Пройдя сквозь «Черное облако» из мириад бумажных бабочек мексиканца Карлоса Аморалеса, связанных с его личным, интимным переживанием смерти близкого человека, мы попадем в странный мир японки Юко Мори, где искусственная природа более не нуждается ни в чем живом и человеческом. В инсталляции «Плиссированное изображение: Бабочка» игрушечная бабочка-парусник, сидящая на сканере, оживает под действием солнечной батарейки, которая заряжается от лампочки, и начинает бить крыльями по стеклу, так что сканер принимается за работу, выводя на монитор глитчевое, «плиссированное» изображение. Однако зрителя Юко Мори не покидают сомнения в том, так ли уж эта замкнутая на себе система, модель одной из акселерационистских версий будущего, нуждается в человеческом глазе. Тайванец Иньцзюй Чэнь в своих мокументальных «Сверхзвездных вычислениях» убедительно доказывает, что выдающиеся памятники ленд-арта и минимализма, шедевры Джеймса Таррелла, Роберта Смитсона или Дональда Джадда, являются средствами межгалактической коммуникации внеземной цивилизации лемурианцев, а современные выдающимся памятникам протесты 1968 года — следствием благотворного лемурианского влияния на нашу планету. Впрочем, и замечательное исследование Петра Антонова «Фундаментальный каталог», посвященное забытой истории советско-чилийского астрономического сотрудничества, когда ленинградские астрономы из Пулкова принимали участие в обустройстве обсерватории в Серро-Калан и вместе работали над фундаментальным звездным каталогом, выпущенным в Чили уже после переворота Пиночета и вынужденного разрыва научных отношений, кажется историей вполне фантастической.
Карлос Аморалес. «Черное облако»

== ПРЕДОСТАВЛЕННЫЕ ЗАПИСИ ==
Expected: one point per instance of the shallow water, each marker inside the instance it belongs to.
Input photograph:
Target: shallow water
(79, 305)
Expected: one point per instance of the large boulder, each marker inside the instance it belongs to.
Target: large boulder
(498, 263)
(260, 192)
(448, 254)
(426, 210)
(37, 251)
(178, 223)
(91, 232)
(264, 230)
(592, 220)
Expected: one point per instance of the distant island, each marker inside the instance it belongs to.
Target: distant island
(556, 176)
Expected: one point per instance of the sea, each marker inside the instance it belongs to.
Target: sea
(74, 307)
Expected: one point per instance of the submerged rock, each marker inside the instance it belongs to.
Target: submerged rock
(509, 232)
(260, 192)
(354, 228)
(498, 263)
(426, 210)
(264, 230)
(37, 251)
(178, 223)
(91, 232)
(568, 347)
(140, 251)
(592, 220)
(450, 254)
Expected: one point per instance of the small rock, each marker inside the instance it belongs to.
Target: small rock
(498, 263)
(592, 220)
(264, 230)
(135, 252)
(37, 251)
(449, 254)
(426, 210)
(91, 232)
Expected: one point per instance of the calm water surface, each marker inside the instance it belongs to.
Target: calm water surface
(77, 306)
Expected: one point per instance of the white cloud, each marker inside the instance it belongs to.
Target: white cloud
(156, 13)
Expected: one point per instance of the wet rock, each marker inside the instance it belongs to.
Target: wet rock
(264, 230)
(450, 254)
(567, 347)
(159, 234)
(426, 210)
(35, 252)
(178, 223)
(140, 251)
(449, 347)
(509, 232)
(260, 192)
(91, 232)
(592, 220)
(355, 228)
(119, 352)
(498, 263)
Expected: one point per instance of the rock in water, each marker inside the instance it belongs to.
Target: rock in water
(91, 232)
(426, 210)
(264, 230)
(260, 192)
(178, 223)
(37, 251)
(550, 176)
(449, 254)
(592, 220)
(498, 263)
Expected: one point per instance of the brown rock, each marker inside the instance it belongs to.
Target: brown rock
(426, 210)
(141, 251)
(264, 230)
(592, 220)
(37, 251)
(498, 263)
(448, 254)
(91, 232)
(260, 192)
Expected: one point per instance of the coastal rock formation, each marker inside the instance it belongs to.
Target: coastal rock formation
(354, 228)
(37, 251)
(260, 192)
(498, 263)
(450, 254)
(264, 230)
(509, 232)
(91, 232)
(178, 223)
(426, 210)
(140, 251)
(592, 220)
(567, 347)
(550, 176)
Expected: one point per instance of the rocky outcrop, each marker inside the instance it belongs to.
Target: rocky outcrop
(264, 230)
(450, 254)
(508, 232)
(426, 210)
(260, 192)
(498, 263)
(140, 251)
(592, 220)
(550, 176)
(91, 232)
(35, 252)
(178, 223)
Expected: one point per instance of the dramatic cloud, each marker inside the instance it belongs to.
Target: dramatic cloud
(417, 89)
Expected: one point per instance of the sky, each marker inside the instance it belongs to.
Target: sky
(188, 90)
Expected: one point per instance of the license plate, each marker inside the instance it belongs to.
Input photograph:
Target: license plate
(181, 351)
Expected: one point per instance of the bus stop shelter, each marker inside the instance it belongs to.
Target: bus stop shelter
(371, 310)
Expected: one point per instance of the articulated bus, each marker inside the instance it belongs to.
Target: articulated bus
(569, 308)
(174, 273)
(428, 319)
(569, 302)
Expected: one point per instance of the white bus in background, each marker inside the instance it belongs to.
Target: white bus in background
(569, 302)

== ЧТО НУЖНО СДЕЛАТЬ ==
1: Ответьте по тексту о современном искусстве на три вопроса:
(a) Из чего состоит «Черное облако» Карлоса Аморалеса?
(b) От чего заряжается солнечная батарейка в инсталляции Юко Мори «Плиссированное изображение: Бабочка»?
(c) Где и когда был выпущен фундаментальный звездный каталог?
2: Допишите следующую часть текста о современном искусстве, начав сразу после его последней строки.

== ОТВЕТЫ ПО ЗАДАНИЯМ ==
1:
(a) Оно состоит из мириад бумажных бабочек.
(b) Батарейка заряжается от лампочки.
(c) Каталог был выпущен в Чили уже после переворота Пиночета и вынужденного разрыва научных отношений.

2:
Фото: пресс-служба Уральской биеннале
Сегодня нам все труднее верить в девиз «ars longa», что более двух тысячелетий украшал хоругви ревнителей бессмертия духовной культуры, и речь вовсе не о материальной сохранности памятников Бамиана или Пальмиры, а об уязвимости и ненадежности виртуальных облаков культурной памяти. «Архивы Баррагана» американки Джилл Магид свидетельствуют об этом весьма красноречиво. В 1994 году весь архив великого архитектора Луиса Баррагана, чье имя давно превратилось в торговую марку мексиканского модернизма, был продан владельцу швейцарской мебельной компании Vitra, тот преподнес его в качестве свадебного подарка своей невесте, и она закрыла архивные материалы для исследователей — вот уже четверть века наследие художника никому не доступно. Художница получает разрешение семьи Баррагана на эксгумацию, чтобы превратить частички пепла архитектора в алмаз и обменять кольцо с бриллиантом из Баррагана на право открыть архив,— пока переговоры Джилл Магид с владелицей архива не увенчались успехом, но проект, обрастая фильмами, текстами, объектами и инсталляциями, продолжается.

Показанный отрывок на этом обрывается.